Output only the stretch of the listing that starts at the line containing "Target: blue yoga mat" and ends at the line containing "[locate] the palm", reproduced exactly with both ends.

[Start of Attachment]

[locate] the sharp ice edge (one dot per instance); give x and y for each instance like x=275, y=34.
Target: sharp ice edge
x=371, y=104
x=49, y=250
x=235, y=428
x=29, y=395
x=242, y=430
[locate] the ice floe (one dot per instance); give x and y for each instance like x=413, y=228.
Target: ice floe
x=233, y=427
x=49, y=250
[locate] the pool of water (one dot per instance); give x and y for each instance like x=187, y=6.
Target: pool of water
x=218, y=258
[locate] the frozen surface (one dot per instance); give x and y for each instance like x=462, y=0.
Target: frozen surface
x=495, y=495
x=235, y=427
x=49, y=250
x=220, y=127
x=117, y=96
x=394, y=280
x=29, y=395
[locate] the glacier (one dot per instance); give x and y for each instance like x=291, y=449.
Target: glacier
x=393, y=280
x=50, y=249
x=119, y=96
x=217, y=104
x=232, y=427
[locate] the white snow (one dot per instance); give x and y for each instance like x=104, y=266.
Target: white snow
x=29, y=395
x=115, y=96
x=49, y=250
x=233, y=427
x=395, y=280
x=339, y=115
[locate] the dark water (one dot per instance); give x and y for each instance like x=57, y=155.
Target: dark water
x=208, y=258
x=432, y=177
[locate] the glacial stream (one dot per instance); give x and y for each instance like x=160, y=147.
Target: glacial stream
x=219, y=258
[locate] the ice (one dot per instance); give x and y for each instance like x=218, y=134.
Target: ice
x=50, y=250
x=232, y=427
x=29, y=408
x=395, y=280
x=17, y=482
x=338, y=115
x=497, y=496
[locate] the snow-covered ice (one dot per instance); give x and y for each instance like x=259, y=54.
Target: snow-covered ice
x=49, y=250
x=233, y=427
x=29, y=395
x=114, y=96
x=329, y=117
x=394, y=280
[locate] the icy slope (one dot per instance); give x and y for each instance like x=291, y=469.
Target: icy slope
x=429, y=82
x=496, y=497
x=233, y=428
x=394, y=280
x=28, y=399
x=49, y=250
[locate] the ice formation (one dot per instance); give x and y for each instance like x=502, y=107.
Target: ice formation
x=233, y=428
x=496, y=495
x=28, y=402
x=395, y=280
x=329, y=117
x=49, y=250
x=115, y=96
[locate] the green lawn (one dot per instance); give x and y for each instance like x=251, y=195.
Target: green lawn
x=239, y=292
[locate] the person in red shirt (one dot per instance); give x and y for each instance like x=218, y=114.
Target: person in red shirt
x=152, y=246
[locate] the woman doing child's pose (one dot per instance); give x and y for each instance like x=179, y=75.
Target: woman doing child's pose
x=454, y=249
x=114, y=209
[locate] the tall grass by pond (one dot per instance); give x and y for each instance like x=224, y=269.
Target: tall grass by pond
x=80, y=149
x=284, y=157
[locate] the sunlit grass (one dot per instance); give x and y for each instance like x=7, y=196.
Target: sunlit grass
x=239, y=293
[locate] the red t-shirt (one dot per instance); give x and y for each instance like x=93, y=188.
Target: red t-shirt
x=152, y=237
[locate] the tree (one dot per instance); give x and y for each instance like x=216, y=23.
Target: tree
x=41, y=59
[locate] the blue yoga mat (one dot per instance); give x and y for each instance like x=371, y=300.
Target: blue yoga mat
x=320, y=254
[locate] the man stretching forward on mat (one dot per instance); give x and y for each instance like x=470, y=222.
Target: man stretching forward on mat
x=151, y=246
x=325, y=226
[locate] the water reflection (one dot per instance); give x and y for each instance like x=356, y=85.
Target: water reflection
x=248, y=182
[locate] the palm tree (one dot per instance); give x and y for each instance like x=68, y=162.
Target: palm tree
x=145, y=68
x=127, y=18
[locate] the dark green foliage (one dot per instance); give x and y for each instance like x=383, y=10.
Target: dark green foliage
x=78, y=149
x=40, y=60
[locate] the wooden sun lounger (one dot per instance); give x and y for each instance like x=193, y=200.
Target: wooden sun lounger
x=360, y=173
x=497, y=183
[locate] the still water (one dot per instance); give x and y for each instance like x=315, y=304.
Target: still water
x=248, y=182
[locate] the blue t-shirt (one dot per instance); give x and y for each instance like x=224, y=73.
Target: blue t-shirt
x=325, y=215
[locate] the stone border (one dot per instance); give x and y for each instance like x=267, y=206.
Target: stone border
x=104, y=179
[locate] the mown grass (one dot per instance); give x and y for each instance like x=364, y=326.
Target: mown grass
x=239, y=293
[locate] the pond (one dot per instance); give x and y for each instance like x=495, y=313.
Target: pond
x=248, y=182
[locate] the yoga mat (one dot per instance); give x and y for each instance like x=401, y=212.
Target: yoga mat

[End of Attachment]

REPLY TO THE TASK:
Target: blue yoga mat
x=320, y=254
[locate] the man stretching forward on mat (one dot per instance); give x and y for each instance like x=470, y=222.
Target: man stretching forward on mat
x=151, y=246
x=325, y=226
[locate] the water reflection (one dot per instance); give x and y for each instance like x=356, y=85.
Target: water reflection
x=248, y=182
[locate] the palm tree (one dot per instance); give x and y for each instance like x=68, y=162.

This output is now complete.